В бесчисленных книгах, посвященных Мане и импрессионизму, его революционное искусство обычно противопоставляется претенциозному академизму Кутюра. Самовлюбленный, способный говорить только о себе, лишенный вкуса академист, олицетворение буржуазной эстетики, высмеянной Домье, Курбе, самими импрессионистами! Действительно, Тома Кутюр был и таким. Испытание неожиданной славой оказалось для него, что называется, роковым. В 1847 году он показал в Салоне огромную картину «Римляне времен упадка» (Париж, Музей Орсе), принесшую успех совершенно оглушительный. И вовсе не только среди «буржуазной публики». Начинающие художники сами попросили Кутюра открыть им двери его мастерской и учить их искусству.

Так у подножия Монмартра, на углу улиц Пигаль и Виктора Массе (тогда еще улицы Лаваль), появилась чуть ли не самая модная мастерская в Париже.

Известно: мастера скромного дарования бывают вовсе не плохими учителями. О наивных разглагольствованиях мэтра, провозглашавшего себя «единственным по-настоящему серьезным художником нашей эпохи», о его самомнении и невежестве рассказывали анекдоты. И тем не менее ученики его не покидали, и даже Мане, при всем его скепсисе, проучился у него долгих шесть лет.

Тома Кутюр был профессионалом — при всей своей напыщенной пресности картина «Римляне времен упадка» достойно выстроена и прорисована. Правда, как ни хотелось бы сохранить объективность, сегодня в этой картине уже не сыскать художественных достоинств, артистизма, смелости, блеска. Но Кутюр знал толк в тяжелом труде художника, в тонкостях профессии, говорил о «прозрачности черных теней», о том, что лучше писать не смешанными на палитре, а чистыми красками, о просвечивающем красочном слое. Весьма вероятно, что именно дистанцированность от сюжетных предпочтений и вкусов мэтра способствовала тому, что Мане мог учиться у него просто ремеслу. Кроме того, ученикам Кутюра вменялось в непременную обязанность копировать в Лувре старых мастеров, и Мане отлично преуспел в этом, хотя и на свой лад.

▶ _ИСХОДНЫЕ ЗАПИСИ_
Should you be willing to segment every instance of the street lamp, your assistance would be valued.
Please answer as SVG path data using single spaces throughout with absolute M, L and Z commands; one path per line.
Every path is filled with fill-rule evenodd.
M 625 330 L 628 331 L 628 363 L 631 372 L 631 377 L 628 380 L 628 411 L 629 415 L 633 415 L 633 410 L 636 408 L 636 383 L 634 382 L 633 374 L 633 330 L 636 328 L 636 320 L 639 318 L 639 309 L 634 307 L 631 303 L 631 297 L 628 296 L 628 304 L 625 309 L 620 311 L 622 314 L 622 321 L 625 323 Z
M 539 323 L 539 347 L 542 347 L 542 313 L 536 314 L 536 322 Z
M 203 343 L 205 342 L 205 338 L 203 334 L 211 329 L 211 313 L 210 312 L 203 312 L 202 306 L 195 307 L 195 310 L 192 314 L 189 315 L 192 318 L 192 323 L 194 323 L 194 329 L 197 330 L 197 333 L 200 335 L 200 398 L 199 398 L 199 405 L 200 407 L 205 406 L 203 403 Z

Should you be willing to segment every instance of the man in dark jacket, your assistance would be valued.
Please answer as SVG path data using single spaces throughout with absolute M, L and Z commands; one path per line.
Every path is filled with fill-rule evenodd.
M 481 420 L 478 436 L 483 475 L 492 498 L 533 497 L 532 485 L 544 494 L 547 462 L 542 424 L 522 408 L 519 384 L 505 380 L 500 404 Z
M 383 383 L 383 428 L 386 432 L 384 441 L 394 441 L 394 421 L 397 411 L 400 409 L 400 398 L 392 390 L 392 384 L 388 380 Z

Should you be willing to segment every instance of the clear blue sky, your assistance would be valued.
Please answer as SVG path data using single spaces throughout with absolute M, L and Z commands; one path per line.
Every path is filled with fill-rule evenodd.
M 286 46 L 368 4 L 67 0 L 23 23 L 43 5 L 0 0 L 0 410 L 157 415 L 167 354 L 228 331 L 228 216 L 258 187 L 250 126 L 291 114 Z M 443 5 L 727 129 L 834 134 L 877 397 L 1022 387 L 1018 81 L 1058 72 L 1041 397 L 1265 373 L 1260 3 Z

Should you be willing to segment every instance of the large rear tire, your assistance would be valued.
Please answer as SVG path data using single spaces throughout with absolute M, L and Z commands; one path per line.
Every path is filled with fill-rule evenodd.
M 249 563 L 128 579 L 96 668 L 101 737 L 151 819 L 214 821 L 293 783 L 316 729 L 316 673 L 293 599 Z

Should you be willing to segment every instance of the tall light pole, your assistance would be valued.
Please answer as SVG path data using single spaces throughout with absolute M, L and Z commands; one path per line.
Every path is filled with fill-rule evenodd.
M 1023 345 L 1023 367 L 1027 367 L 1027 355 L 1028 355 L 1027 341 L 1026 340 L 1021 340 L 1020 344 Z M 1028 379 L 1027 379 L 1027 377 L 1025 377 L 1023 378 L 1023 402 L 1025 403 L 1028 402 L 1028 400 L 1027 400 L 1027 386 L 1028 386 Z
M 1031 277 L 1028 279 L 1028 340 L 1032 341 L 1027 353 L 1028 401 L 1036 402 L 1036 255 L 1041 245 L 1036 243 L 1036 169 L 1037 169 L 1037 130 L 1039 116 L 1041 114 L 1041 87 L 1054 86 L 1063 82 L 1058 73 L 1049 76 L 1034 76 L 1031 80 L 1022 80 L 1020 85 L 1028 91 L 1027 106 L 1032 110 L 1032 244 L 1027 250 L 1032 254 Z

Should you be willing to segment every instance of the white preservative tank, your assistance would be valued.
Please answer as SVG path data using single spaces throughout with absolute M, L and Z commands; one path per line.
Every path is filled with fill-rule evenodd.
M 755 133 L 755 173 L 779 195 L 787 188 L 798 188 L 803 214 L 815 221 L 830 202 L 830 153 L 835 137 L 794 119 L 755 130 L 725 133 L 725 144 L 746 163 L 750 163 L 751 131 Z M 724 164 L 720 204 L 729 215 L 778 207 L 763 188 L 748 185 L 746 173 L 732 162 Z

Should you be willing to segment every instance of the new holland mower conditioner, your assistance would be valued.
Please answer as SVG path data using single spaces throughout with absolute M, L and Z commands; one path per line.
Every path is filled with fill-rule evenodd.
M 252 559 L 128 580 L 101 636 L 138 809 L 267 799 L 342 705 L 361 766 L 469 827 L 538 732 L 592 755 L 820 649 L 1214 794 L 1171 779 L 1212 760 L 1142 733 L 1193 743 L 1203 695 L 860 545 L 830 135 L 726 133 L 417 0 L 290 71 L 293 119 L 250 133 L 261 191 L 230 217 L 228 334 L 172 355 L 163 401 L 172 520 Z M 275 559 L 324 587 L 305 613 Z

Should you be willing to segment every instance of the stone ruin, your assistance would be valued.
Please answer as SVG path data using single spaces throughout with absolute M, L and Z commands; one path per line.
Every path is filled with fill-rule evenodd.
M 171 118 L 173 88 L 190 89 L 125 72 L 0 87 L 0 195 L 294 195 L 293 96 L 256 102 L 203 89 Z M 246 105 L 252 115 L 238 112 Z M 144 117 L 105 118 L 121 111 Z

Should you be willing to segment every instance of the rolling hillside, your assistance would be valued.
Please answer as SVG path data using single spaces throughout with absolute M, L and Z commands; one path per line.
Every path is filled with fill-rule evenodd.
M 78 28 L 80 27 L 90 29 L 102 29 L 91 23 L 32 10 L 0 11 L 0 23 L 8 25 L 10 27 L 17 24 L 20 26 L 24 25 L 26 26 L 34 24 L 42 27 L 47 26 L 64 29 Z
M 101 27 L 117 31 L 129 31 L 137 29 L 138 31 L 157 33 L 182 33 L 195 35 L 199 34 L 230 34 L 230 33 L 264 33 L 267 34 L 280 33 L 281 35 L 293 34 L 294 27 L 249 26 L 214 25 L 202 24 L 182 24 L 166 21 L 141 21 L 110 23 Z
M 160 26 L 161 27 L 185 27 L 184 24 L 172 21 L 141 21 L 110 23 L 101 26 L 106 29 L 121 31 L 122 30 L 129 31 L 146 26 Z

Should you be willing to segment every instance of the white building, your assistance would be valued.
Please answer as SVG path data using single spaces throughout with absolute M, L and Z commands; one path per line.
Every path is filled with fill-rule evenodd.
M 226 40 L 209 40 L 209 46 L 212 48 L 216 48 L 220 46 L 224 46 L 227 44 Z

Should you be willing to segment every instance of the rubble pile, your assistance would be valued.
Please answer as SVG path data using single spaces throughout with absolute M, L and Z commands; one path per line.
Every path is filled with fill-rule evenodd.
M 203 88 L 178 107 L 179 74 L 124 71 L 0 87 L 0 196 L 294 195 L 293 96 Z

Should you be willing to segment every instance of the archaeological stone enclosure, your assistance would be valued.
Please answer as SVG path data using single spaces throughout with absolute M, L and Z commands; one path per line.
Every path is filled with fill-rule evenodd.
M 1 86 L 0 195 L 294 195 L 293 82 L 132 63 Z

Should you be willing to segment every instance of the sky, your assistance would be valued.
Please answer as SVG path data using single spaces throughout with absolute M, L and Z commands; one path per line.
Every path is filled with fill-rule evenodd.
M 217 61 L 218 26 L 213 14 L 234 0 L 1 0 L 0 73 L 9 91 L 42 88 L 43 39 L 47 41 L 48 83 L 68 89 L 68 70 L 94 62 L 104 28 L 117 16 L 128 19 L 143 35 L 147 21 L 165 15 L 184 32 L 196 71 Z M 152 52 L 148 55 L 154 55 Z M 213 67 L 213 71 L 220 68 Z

▶ _ЗАДАНИЯ ДЛЯ ВЫПОЛНЕНИЯ_
[1] Перечислите все качества, которых, согласно фрагменту о Кутюре и Мане, сегодня уже не найти в картине «Римляне времен упадка».
[2] Продолжите фрагмент о Кутюре и Мане, начав сразу после его последнего предложения.

▶ _ОТВЕТЫ ПО ЗАДАНИЯМ_
[1] Художественные достоинства, артистизм, смелость, блеск.

[2]
Тома Кутюр. Римляне времен упадка. 1847

Не менее важно: отблеск свежей славы, конечно же, привлекал юного и честолюбивого Мане. Он пришел в мастерскую еще сравнительно молодого Кутюра, ставшего знаменитым всего два года назад. К тому же мэтр мог вызывать и своего рода сочувствие: официальное признание (о котором Мане мечтал сызмальства) сопровождалось насмешками критики, вследствие чего Кутюр мало-помалу терял репутацию и заказы. Все же остается некоторая неясность в причинах долгого пребывания Мане у столь незначительного художника. Тем более копирование в Лувре оттачивало его вкус, поспешествовало познанию действительно масштабного искусства. Куда понятнее, почему у Мане год за годом отношения с Кутюром портились, — не раз цитировались язвительные фразы, которыми обменивались учитель и ученик. «Вы станете Домье вашего времени, и ничем больше!» — сказал Кутюр. Мане восклицал потом: «Домье своего времени! Это во всяком случае лучше, чем быть Куапелем»[46]. И позднее — приговор Кутюра: «…если вы претендуете стать главой школы, отправляйтесь устраивать ее в другом месте»[47].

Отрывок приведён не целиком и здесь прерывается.